Части задания
(A) Ответьте по фрагменту текста на вопросы, каждый с новой строки:
(i) Летом какого года обдумывался сюжет пьесы «Грех да беда на кого не живет»?
(ii) Какого числа драматург закончил пьесу?
(iii) Когда спектакль был впервые сыгран?
(B) Перепишите из фрагмента текста отрывок, начиная со слов «К работе за» и заканчивая словами «избран ее членом-корреспондентом.».
(C) Изложите в виде списка абзац фрагмента текста, который начинается словами «К работе за столом драматург приступил», сохранив главные факты.

-------- Фрагмент текста

Выношенные за лето «про себя» замыслы ложились на бумагу в осенние месяцы. Так, летом 1862 года обдумывал он сюжет пьесы «Грех да беда на кого не живет».
К работе за столом драматург приступил 25 октября и ровно за один месяц закончил пьесу. 26 ноября он поставил точку. С необычной быстротой пьеса прошла цензурные препоны. И понадобился Малому театру всего-навсего двухнедельный срок, чтобы разучить, отрепетировать и выпустить спектакль на сцену! Подготовленный самим драматургом и режиссером Богдановым, он был впервые сыгран 21 января 63-го года, то есть между началом работы писателя за столом и премьерой спектакля промелькнуло всего три месяца! Спектакль вызвал восторг Льва Толстого, в августе того же 63-го года принес Островскому Уваровскую премию, присужденную Академией наук, а 7 декабря 1863 года Александр Николаевич Островский был избран ее членом-корреспондентом.

----------------
-------- Выдержки из материала

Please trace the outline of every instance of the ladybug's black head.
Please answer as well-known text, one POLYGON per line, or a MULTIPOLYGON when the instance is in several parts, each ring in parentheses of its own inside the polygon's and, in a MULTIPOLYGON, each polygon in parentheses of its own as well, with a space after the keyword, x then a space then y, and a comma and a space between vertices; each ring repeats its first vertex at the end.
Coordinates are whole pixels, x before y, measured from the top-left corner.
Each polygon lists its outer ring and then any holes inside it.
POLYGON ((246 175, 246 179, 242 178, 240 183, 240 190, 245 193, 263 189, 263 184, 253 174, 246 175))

----------------

Решённые задания
(A)
(i) Летом 1862 года.
(ii) 26 ноября.
(iii) 21 января 1863 года.

(B)
К работе за столом драматург приступил 25 октября и ровно за один месяц закончил пьесу. 26 ноября он поставил точку. С необычной быстротой пьеса прошла цензурные препоны. И понадобился Малому театру всего-навсего двухнедельный срок, чтобы разучить, отрепетировать и выпустить спектакль на сцену! Подготовленный самим драматургом и режиссером Богдановым, он был впервые сыгран 21 января 63-го года, то есть между началом работы писателя за столом и премьерой спектакля промелькнуло всего три месяца! Спектакль вызвал восторг Льва Толстого, в августе того же 63-го года принес Островскому Уваровскую премию, присужденную Академией наук, а 7 декабря 1863 года Александр Николаевич Островский был избран ее членом-корреспондентом.

(C)
- Драматург начал писать пьесу 25 октября и закончил её ровно за месяц, 26 ноября.
- Пьеса необычно быстро прошла цензуру.
- Малому театру понадобилось всего две недели, чтобы подготовить спектакль. Готовили его сам драматург и режиссёр Богданов.
- Премьера состоялась 21 января 1863 года, всего через три месяца после начала работы над пьесой.
- Спектакль вызвал восторг Льва Толстого.
- В августе 1863 года спектакль принёс Островскому Уваровскую премию Академии наук.
- 7 декабря 1863 года Островский был избран членом-корреспондентом Академии наук.